Exercise instructions.
[A] From the forum thread below, write out the passage from "Hey, wait a" to "MDX and XC90?".
[B] In the forum thread below, which vehicle does lonewolf say should also be added?

Passage given.
++++++++++

# If you had the money , which one would you buy?



## Volkswagenut (Apr 21, 2003)




----------



## escaflowne_song (Feb 4, 2003)

*Re: If you had the money , which one would you buy? (Volkswagenut)*

Hey, wait a minute! Where's the X5????


----------



## escaflowne_song (Feb 4, 2003)

*Re: If you had the money , which one would you buy? (Volkswagenut)*

.....And the MDX and XC90?


----------



## Volkswagenut (Apr 21, 2003)

*Re: If you had the money , which one would you buy? (escaflowne_song)*

Hmmm...you can add them to the poll if you want....... http://****************.com/smile/emthup.gif http://****************.com/smile/emthup.gif http://****************.com/smile/emthup.gif http://****************.com/smile/emthup.gif http://****************.com/smile/emthup.gif 


[Modified by Volkswagenut, 6:04 PM 4-22-2003]


----------



## lonewolf (May 18, 2000)

*Re: If you had the money , which one would you buy? (Volkswagenut)*

You should also add the Porsche Cayenne...

++++++++++

Material supplied.

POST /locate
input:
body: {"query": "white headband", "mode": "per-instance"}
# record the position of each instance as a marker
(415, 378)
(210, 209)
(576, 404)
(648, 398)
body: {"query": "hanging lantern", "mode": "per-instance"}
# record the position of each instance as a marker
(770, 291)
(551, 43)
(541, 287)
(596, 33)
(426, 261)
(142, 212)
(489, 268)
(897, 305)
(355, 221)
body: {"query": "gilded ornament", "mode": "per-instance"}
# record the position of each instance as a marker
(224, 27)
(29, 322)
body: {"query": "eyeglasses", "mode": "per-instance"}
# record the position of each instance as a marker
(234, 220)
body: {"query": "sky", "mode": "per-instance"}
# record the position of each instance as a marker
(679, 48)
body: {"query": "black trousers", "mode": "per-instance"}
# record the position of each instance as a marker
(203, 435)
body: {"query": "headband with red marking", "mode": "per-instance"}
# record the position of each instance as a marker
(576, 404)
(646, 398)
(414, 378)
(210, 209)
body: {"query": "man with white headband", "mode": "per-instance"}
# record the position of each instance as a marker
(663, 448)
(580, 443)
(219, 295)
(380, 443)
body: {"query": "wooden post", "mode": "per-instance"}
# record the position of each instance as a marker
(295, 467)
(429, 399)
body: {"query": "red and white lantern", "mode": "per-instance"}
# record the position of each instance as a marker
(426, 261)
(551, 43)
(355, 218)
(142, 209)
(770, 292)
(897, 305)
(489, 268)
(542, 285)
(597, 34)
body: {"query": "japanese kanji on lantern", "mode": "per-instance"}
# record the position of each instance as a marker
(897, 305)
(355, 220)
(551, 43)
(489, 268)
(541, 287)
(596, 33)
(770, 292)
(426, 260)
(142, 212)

++++++++++

Completed exercise.
[A]
Hey, wait a minute! Where's the X5????


----------



## escaflowne_song (Feb 4, 2003)

*Re: If you had the money , which one would you buy? (Volkswagenut)*

.....And the MDX and XC90?

[B] The Porsche Cayenne.